### DATA FOR THE TASK

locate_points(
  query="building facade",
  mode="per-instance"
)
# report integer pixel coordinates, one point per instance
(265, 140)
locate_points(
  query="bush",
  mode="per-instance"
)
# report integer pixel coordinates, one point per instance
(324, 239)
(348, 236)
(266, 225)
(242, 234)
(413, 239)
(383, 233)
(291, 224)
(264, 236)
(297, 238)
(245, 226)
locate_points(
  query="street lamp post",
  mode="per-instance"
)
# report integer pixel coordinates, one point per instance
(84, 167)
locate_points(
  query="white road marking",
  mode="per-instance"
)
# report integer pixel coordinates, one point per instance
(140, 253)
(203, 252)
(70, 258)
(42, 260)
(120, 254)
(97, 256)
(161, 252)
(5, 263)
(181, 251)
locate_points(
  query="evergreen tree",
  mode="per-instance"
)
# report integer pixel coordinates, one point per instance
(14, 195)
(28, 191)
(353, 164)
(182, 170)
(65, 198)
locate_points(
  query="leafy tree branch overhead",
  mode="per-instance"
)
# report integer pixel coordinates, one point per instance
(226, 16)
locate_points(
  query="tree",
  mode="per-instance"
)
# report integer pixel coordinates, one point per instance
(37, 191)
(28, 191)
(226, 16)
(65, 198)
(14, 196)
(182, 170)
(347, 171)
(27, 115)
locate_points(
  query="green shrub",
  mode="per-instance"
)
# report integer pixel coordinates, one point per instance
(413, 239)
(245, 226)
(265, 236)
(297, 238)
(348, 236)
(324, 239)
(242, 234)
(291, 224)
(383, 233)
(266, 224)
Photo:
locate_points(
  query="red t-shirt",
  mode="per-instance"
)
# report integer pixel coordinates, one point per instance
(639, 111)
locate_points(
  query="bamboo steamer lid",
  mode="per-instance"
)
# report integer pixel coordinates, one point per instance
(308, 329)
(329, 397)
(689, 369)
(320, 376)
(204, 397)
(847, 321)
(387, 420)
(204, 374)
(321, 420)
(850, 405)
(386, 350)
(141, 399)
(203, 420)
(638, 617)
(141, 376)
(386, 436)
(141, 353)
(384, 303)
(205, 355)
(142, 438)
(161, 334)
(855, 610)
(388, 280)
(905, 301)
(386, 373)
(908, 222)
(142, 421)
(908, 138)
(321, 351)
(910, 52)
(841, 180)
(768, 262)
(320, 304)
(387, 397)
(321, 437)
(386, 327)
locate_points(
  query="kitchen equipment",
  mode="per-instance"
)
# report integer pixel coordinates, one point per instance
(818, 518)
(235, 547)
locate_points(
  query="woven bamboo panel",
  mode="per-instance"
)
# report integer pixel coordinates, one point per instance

######

(WHAT THE TASK REQUIRES): Exactly as written, please output every entry.

(COMPLETE ANSWER):
locate_points(
  query="building facade",
  mode="per-instance"
)
# report integer pixel coordinates, one point per instance
(265, 140)
locate_points(
  query="bush",
  mode="per-instance"
)
# report integer pixel coordinates, one point per instance
(324, 239)
(348, 236)
(266, 225)
(242, 234)
(413, 239)
(383, 233)
(291, 224)
(264, 236)
(297, 238)
(245, 226)
locate_points(
  query="street lamp post",
  mode="per-instance"
)
# report integer pixel coordinates, one point per instance
(84, 167)
locate_points(
  query="white road marking",
  mode="per-instance"
)
# report integer pixel coordinates, one point per instance
(140, 253)
(203, 252)
(70, 258)
(42, 260)
(120, 254)
(97, 256)
(161, 252)
(5, 263)
(181, 251)
locate_points(
  query="evergreen tree",
  mode="per-instance"
)
# report integer pixel coordinates, one point per instance
(14, 195)
(28, 191)
(353, 164)
(182, 170)
(65, 198)
locate_points(
  query="leafy tree branch overhead",
  mode="per-instance"
)
# report integer pixel coordinates, one point per instance
(226, 16)
locate_points(
  query="tree",
  mode="per-instance"
)
# report integer pixel coordinates, one point per instance
(37, 191)
(28, 191)
(226, 16)
(65, 198)
(14, 196)
(182, 170)
(347, 171)
(27, 115)
locate_points(
  query="green shrub",
  mode="per-instance"
)
# report integer pixel coordinates, one point per instance
(413, 239)
(245, 226)
(265, 236)
(297, 238)
(348, 236)
(324, 239)
(242, 234)
(291, 224)
(383, 233)
(266, 224)
Photo:
locate_points(
  query="red t-shirt",
  mode="per-instance"
)
# report integer pixel coordinates, one point per instance
(639, 111)
locate_points(
  query="bamboo steamer lid",
  mode="per-instance"
)
# report integer pixel coordinates, one point per instance
(308, 329)
(329, 397)
(689, 369)
(320, 376)
(204, 397)
(847, 321)
(387, 420)
(204, 374)
(321, 420)
(850, 405)
(386, 350)
(141, 399)
(203, 420)
(638, 617)
(141, 376)
(386, 436)
(141, 353)
(384, 303)
(205, 355)
(142, 438)
(161, 334)
(855, 610)
(388, 280)
(905, 301)
(386, 373)
(908, 222)
(142, 421)
(908, 138)
(321, 351)
(910, 52)
(841, 180)
(768, 262)
(320, 304)
(387, 397)
(321, 437)
(386, 327)
locate_points(
  query="kitchen equipment",
  mode="per-instance"
)
# report integer pixel coordinates, one point per instance
(818, 518)
(235, 547)
locate_points(
  query="woven bamboo panel",
  mode="per-instance"
)
# report integer pixel coordinates, one point per instance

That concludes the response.